▶ _Raw records_:
▼▼▼

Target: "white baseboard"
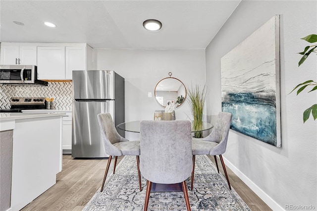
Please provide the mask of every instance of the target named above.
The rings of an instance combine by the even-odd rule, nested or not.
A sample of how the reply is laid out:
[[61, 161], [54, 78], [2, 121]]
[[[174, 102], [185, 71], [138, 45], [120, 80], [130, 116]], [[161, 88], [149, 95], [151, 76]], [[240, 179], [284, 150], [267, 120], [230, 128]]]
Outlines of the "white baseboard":
[[274, 201], [271, 197], [265, 193], [262, 189], [259, 187], [252, 181], [251, 181], [248, 177], [240, 171], [236, 166], [233, 165], [229, 161], [225, 158], [222, 156], [224, 160], [224, 163], [226, 165], [237, 175], [241, 180], [243, 181], [256, 194], [257, 194], [264, 202], [273, 211], [283, 211], [285, 209], [280, 206], [276, 202]]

▲▲▲

▶ _Your instructions_:
Copy out all the material above, requests included but without the pictures, and scale every outline coordinate in the answers by 2.2, rounding each result to a whole number with halves going up. Leave the numbers in the requests and their layout samples unchanged.

▶ _Exercise response_:
Target: "white baseboard"
Please provide the mask of every instance of the target named above.
The rings of an instance combine by the even-odd rule, nested or not.
A sample of how the reply is laid out:
[[61, 161], [54, 78], [2, 121]]
[[[174, 102], [185, 71], [138, 45], [120, 80], [130, 116]], [[161, 88], [149, 95], [151, 76]], [[240, 179], [284, 150], [267, 120], [230, 128]]]
Outlines of the "white baseboard":
[[603, 442], [596, 433], [583, 425], [576, 416], [570, 411], [554, 398], [552, 398], [546, 389], [528, 376], [519, 365], [513, 363], [504, 354], [495, 348], [488, 343], [493, 352], [493, 359], [497, 363], [521, 385], [530, 396], [535, 398], [563, 427], [565, 427], [581, 444], [601, 464], [623, 464], [627, 460], [616, 453], [607, 444]]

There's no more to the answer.